▸ Your goal:
Please render the stretch of the material below from its first line through the line containing "positive clicks: (91, 223)", both included, as a Markdown table with the columns Row and Text. Number each line and skip blank lines.

▸ Available data:
************

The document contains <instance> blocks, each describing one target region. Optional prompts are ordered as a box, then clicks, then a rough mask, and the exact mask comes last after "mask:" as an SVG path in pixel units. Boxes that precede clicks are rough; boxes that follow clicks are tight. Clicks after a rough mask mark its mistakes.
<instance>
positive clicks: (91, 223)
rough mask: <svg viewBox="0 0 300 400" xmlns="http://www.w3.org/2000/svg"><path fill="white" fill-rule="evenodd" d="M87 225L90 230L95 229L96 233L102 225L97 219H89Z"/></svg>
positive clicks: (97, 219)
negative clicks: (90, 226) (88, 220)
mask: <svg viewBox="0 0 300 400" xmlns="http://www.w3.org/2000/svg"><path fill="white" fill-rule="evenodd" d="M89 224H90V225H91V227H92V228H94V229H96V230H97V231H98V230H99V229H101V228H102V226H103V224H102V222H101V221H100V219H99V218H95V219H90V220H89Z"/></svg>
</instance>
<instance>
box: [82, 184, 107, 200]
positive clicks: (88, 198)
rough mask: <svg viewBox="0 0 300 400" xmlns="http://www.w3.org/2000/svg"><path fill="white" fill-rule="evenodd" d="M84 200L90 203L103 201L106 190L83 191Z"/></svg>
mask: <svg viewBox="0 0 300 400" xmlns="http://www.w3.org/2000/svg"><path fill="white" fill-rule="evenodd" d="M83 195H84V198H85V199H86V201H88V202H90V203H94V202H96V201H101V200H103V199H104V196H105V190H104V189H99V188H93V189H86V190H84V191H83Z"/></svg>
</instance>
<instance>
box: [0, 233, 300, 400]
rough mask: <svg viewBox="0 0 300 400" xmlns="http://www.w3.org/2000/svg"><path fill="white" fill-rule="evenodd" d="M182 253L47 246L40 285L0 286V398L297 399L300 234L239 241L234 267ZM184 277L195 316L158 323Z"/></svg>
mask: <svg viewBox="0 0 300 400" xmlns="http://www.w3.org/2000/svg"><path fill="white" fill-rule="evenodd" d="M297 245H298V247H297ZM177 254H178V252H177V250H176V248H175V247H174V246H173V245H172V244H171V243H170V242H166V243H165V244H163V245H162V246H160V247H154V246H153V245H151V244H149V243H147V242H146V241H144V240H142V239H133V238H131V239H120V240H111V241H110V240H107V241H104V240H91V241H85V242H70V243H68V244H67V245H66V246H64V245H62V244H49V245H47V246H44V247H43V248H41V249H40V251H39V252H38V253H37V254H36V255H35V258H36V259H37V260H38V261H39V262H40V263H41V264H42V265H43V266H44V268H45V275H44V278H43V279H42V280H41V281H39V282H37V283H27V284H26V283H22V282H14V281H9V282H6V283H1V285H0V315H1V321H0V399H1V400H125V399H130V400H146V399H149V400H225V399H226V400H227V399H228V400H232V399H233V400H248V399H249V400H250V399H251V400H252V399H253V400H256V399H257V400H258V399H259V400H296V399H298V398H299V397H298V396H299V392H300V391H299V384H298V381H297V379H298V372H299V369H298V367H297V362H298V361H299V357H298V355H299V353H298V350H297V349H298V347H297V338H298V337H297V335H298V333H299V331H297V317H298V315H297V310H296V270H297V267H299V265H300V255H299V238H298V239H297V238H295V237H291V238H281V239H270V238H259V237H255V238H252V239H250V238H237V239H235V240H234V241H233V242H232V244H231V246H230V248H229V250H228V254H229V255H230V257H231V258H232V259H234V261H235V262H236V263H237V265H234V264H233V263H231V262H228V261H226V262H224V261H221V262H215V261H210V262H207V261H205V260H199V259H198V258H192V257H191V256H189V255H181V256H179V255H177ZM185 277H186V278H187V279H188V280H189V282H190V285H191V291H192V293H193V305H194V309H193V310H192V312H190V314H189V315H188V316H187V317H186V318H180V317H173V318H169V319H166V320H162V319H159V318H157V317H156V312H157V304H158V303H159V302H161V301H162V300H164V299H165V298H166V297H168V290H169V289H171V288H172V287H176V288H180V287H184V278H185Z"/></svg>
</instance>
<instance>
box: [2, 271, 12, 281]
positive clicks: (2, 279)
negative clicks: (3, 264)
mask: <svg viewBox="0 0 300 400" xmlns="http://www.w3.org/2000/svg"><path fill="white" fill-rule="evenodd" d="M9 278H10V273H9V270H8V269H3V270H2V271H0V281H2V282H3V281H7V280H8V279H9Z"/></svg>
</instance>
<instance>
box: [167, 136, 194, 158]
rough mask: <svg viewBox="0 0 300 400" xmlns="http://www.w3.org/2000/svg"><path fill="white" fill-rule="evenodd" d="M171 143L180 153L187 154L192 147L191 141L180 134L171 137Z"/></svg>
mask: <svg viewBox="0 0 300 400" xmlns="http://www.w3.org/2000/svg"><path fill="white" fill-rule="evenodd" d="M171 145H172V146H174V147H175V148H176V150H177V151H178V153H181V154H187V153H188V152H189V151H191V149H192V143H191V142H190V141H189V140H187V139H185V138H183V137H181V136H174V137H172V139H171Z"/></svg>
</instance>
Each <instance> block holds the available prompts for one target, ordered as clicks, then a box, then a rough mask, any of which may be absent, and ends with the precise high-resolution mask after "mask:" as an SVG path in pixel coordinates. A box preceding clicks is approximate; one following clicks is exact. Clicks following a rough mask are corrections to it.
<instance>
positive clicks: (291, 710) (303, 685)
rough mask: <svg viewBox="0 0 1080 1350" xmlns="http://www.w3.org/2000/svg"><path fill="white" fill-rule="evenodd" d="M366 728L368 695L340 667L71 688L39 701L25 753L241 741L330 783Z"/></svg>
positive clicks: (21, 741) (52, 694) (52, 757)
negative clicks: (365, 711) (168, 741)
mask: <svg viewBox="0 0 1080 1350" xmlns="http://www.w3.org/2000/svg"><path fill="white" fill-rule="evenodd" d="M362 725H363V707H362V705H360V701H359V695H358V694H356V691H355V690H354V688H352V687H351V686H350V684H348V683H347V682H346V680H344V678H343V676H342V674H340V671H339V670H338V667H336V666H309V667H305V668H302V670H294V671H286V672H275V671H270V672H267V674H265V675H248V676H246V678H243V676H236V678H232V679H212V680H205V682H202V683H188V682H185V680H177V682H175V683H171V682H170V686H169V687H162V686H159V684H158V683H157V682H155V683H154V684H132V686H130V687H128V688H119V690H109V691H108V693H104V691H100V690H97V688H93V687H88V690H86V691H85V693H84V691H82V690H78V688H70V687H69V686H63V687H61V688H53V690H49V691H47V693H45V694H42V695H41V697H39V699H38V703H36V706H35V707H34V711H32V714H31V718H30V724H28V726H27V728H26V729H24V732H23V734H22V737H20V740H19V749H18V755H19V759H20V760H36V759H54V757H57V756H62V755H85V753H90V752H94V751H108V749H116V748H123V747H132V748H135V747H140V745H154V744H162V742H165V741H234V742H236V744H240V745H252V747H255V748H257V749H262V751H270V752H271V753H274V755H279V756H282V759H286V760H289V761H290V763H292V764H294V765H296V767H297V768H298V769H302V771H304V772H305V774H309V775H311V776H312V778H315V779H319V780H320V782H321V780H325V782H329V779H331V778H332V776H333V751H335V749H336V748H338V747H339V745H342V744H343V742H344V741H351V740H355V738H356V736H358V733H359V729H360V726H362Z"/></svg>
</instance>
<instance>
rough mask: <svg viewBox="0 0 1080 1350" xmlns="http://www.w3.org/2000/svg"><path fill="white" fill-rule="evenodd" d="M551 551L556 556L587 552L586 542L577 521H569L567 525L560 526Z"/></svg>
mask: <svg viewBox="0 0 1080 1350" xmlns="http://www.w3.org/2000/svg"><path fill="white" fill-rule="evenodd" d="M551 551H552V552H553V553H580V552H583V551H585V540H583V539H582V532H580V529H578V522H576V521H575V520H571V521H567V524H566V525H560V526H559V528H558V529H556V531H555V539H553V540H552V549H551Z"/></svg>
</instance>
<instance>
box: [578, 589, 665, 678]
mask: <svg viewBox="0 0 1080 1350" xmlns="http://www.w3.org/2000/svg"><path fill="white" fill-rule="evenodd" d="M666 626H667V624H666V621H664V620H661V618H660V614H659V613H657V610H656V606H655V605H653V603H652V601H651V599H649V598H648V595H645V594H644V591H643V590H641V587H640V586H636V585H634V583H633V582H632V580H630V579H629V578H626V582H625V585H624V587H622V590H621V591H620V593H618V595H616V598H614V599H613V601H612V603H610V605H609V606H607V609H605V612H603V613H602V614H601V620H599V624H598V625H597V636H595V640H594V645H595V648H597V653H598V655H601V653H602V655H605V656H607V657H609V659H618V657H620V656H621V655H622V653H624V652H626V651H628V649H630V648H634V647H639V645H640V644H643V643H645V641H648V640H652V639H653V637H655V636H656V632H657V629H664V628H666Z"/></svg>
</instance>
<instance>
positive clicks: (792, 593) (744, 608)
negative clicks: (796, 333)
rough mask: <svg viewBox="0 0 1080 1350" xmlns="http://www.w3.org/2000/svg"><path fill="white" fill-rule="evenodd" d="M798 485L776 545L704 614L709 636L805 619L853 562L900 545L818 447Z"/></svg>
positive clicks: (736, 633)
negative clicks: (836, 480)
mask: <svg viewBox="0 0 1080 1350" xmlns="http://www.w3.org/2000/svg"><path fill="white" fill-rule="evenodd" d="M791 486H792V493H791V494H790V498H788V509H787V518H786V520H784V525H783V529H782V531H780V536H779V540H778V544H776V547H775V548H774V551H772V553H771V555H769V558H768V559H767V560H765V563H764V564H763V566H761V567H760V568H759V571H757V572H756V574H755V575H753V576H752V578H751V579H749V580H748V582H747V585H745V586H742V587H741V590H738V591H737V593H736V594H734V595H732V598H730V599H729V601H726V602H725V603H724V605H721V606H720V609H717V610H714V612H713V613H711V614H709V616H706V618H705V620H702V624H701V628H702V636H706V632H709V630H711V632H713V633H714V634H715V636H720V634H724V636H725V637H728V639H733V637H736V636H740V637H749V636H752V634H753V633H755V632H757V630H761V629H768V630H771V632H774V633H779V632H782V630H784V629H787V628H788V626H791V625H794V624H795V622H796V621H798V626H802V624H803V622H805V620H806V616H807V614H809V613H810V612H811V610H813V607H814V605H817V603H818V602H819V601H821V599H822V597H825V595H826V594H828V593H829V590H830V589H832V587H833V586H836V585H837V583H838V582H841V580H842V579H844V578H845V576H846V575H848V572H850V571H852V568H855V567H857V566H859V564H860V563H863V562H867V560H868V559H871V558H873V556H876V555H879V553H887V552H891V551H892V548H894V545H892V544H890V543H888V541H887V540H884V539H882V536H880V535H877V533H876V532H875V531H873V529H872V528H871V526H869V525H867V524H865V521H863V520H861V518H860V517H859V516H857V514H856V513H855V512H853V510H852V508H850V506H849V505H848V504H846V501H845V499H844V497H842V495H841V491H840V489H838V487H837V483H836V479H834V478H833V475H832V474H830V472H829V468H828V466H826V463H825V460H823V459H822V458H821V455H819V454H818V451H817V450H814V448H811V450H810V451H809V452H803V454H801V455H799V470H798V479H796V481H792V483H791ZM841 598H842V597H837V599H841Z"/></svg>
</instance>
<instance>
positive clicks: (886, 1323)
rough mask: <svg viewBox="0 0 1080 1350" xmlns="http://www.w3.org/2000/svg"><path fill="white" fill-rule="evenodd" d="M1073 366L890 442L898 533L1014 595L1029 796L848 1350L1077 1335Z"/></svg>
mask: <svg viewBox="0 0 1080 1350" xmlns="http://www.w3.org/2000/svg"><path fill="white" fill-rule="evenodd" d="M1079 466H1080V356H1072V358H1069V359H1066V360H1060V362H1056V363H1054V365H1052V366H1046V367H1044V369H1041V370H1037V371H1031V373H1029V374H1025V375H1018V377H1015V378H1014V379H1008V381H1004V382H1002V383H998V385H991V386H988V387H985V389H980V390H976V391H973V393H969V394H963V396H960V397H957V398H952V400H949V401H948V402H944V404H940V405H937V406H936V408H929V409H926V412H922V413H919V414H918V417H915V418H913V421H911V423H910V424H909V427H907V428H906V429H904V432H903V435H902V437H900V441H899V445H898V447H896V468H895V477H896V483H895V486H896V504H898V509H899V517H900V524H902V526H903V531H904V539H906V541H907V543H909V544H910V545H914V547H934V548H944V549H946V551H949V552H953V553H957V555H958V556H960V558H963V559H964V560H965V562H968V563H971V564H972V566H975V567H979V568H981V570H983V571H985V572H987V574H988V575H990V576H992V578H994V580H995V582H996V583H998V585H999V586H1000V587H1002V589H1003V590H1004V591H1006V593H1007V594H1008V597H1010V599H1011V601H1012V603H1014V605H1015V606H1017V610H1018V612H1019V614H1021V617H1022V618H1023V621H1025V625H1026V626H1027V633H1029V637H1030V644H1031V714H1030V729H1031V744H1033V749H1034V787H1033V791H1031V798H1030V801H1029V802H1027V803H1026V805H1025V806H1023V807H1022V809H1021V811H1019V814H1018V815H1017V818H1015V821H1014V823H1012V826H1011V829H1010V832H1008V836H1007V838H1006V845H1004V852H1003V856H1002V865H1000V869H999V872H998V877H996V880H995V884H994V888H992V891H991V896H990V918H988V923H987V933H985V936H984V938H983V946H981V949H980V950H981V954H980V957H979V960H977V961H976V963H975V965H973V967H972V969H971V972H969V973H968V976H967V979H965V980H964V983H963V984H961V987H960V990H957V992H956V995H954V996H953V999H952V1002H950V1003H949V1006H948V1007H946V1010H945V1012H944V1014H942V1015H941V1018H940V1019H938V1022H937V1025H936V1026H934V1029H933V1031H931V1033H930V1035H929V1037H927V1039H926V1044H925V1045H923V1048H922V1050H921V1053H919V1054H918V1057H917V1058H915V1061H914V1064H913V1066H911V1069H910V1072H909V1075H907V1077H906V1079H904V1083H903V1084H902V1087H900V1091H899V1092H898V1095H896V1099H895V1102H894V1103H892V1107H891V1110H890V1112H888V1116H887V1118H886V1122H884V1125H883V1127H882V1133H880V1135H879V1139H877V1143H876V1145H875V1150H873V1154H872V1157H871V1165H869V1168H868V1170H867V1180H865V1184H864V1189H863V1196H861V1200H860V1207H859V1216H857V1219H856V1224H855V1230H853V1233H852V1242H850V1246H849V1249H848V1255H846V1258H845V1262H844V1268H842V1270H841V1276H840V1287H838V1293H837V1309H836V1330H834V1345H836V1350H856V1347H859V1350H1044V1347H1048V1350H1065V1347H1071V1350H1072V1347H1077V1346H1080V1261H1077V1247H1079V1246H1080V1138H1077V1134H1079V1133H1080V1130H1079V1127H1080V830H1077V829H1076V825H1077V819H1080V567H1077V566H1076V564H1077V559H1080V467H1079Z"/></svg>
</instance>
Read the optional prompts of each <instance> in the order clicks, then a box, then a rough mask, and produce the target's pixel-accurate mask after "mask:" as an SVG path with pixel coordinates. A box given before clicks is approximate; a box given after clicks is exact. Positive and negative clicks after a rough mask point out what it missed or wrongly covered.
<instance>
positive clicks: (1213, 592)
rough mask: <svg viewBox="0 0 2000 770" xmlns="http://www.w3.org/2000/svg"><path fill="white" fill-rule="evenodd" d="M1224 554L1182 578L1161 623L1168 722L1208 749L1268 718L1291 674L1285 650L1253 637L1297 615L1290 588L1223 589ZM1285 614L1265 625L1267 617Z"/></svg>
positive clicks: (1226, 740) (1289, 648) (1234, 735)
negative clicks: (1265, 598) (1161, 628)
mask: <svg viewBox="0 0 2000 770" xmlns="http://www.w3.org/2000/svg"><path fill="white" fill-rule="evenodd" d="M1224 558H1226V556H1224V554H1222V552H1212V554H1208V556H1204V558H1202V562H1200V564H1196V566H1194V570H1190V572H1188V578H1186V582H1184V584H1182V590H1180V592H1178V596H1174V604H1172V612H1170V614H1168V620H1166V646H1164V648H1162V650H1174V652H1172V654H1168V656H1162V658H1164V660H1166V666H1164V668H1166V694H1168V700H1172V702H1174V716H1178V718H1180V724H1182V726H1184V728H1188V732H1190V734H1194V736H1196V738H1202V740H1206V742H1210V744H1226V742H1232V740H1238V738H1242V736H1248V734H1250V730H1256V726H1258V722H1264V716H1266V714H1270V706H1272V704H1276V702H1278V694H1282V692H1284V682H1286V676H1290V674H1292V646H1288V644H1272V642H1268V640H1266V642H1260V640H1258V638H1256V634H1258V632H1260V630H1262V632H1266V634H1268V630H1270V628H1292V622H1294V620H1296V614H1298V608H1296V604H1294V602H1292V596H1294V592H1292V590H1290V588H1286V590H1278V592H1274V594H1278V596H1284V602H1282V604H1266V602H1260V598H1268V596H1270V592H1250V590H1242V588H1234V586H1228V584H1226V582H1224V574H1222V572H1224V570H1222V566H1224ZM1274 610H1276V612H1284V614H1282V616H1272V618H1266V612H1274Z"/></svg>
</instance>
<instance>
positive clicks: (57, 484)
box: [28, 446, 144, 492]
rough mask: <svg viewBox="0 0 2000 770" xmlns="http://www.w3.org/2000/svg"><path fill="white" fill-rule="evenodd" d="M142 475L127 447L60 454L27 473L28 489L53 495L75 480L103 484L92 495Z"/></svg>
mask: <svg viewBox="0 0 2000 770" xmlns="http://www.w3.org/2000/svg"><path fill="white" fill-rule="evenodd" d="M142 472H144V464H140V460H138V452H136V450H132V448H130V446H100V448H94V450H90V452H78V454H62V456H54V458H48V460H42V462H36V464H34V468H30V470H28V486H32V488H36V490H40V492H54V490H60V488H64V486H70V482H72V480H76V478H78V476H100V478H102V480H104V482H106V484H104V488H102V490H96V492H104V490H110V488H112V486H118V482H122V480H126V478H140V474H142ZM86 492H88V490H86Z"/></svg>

************

▸ Result of the exercise:
| Row | Text |
|---|---|
| 1 | The document contains <instance> blocks, each describing one target region. Optional prompts are ordered as a box, then clicks, then a rough mask, and the exact mask comes last after "mask:" as an SVG path in pixel units. Boxes that precede clicks are rough; boxes that follow clicks are tight. Clicks after a rough mask mark its mistakes. |
| 2 | <instance> |
| 3 | positive clicks: (91, 223) |